Top of THE DATA

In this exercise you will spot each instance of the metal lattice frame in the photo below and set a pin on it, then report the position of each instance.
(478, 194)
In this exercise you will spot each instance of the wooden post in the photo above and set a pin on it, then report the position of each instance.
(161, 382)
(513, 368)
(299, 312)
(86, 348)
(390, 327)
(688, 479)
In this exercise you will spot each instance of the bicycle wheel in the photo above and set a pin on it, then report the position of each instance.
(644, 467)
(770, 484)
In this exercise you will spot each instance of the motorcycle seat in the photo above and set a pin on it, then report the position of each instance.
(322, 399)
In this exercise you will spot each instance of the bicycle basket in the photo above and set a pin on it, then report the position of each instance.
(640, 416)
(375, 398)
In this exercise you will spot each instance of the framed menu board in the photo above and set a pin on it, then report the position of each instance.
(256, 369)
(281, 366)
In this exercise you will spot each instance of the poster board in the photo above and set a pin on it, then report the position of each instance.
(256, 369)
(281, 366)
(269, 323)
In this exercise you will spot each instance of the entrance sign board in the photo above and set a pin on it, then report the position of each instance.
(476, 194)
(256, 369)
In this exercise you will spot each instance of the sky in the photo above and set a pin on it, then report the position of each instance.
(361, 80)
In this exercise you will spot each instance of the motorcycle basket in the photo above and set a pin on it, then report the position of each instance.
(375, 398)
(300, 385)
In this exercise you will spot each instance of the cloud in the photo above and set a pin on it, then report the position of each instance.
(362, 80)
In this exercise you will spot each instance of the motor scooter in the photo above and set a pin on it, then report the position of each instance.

Bottom of THE DATA
Top of THE DATA

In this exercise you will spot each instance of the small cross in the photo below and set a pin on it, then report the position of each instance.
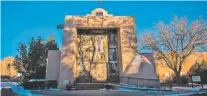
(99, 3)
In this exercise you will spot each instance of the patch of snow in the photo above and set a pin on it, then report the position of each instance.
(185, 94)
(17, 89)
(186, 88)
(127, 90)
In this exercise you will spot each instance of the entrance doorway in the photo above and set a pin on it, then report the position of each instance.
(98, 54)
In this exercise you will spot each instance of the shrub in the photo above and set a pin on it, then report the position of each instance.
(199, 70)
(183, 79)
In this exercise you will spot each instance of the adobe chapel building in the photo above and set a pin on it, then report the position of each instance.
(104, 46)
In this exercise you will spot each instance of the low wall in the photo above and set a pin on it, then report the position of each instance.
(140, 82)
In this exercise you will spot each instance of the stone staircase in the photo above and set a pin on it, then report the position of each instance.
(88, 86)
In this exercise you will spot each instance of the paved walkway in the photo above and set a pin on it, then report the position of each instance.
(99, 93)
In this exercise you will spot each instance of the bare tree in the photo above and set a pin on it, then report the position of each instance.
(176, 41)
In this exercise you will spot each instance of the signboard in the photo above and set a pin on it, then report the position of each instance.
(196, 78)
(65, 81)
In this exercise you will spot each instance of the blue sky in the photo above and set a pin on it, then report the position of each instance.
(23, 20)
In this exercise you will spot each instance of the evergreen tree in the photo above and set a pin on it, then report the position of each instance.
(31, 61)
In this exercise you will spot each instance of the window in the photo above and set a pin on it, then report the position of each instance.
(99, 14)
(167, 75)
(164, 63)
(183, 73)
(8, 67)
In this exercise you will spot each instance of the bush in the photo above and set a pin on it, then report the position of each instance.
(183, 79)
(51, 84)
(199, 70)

Bottom of THE DATA

▶ _REQUIREMENT_:
Above are the entries. Output exactly the lines beginning with the line that has "In this exercise you will spot each instance of the framed" and ending with the line that has "the motor scooter".

▶ _EXPECTED ANSWER_:
In this exercise you will spot each instance of the framed menu board in the photo above and set a pin on it, then report the position of each instance.
(256, 369)
(281, 366)
In this exercise you will spot each instance of the poster board in the photo above and set a pin on it, then report the position of each instance.
(256, 369)
(281, 366)
(269, 323)
In this exercise you will spot each instance of the entrance sign board in the photo above and set a pin on it, then report the position of each instance.
(476, 194)
(256, 369)
In this exercise you will spot each instance of the sky in the photo above and set a pin on it, then report the position of each instance.
(361, 80)
In this exercise you will spot each instance of the motorcycle basket in the photo above and set a pin on it, then report the position of each instance.
(375, 398)
(300, 385)
In this exercise you will spot each instance of the cloud in the photo above and set a pin on it, then report the position of each instance.
(362, 80)
In this exercise you will spot each instance of the motor scooter in the photo above and set a pin on it, then report the position of each instance.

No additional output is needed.